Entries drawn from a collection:
____

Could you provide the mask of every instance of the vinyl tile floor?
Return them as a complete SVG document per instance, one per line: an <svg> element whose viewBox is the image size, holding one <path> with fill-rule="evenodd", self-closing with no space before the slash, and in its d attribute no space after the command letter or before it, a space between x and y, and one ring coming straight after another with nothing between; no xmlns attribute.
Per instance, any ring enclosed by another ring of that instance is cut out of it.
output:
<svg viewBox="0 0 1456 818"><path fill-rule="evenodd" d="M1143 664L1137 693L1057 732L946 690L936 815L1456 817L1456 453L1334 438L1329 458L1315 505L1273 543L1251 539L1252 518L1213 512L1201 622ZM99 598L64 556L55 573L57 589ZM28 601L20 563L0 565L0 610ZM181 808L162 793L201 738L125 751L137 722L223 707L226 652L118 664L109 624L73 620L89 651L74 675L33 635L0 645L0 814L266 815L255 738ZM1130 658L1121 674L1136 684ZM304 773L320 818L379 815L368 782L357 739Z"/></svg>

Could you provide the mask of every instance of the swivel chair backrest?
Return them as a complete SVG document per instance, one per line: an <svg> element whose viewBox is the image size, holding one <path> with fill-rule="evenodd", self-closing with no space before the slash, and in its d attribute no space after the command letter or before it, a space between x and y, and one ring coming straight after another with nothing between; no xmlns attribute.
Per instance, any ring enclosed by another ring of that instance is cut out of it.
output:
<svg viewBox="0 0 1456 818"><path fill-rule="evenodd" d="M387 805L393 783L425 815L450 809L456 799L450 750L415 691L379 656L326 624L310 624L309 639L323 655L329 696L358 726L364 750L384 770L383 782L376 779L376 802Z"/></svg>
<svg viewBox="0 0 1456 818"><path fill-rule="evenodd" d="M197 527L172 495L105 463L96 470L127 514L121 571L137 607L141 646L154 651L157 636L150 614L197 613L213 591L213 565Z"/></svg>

____

TO BE DONE: Output the lines running from the start of the items through the line containing "664L1137 693L1057 732L946", both ends included, as a numbered list with blank lines omitted.

RESULT FOR THIS EXERCISE:
1. Could you provide the mask of every instance of the vinyl tile floor?
2. Return them as a complete SVG document per instance, one per line: an <svg> element whose viewBox is the image size, holding one <path> with fill-rule="evenodd", self-closing with no space before the slash, and in its d attribute no space after the command letter or before it, a space between x and y, and one ring coming straight after another with nothing between; no xmlns attribute.
3. Per instance, any ring enclosed by another ring of that instance is cut out of it.
4. output:
5. <svg viewBox="0 0 1456 818"><path fill-rule="evenodd" d="M1143 664L1137 693L1057 732L946 690L936 815L1456 817L1456 453L1334 438L1329 458L1315 505L1273 543L1251 539L1252 518L1213 512L1201 622ZM99 598L64 556L55 573L57 589ZM28 601L20 563L0 565L0 610ZM181 808L162 793L201 738L125 751L137 722L223 707L226 652L118 664L109 624L73 620L89 651L74 675L33 635L0 645L0 814L266 815L255 738ZM1130 658L1121 674L1136 684ZM304 773L320 818L379 815L368 782L357 739Z"/></svg>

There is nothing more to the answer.